What lines in the records below include the word "riverside"? Return each one.

------------------------

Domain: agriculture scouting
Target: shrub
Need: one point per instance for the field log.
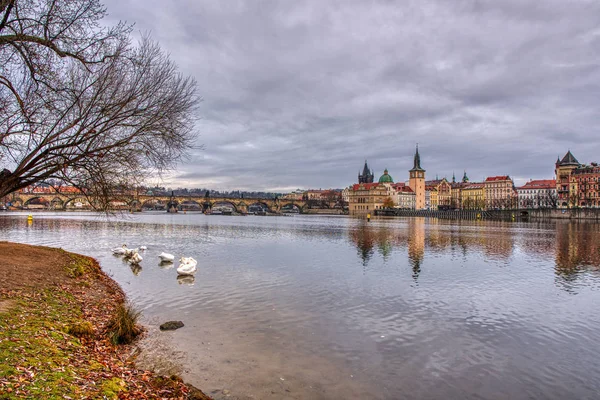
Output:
(81, 329)
(123, 328)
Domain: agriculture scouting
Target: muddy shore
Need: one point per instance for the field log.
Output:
(55, 312)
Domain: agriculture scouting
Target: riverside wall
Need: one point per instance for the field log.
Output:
(503, 215)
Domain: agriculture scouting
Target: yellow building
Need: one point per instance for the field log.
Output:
(365, 198)
(441, 197)
(566, 186)
(473, 197)
(500, 192)
(433, 197)
(417, 181)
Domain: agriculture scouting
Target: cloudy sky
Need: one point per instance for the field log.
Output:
(300, 93)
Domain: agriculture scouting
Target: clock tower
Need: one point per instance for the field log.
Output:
(417, 181)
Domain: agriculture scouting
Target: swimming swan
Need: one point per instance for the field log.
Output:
(187, 266)
(120, 251)
(135, 259)
(166, 257)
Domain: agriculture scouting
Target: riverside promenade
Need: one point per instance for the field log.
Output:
(502, 215)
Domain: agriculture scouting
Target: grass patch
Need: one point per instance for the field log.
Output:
(81, 329)
(36, 356)
(123, 327)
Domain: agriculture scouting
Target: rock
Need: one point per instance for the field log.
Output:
(195, 393)
(171, 325)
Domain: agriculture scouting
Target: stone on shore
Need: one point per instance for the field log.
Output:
(171, 325)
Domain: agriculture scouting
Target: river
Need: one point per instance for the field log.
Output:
(316, 307)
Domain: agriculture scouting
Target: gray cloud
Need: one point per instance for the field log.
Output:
(298, 94)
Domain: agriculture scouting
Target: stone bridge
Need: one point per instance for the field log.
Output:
(62, 201)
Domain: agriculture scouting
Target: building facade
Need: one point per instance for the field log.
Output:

------------------------

SOLUTION:
Target: riverside wall
Target: riverside promenade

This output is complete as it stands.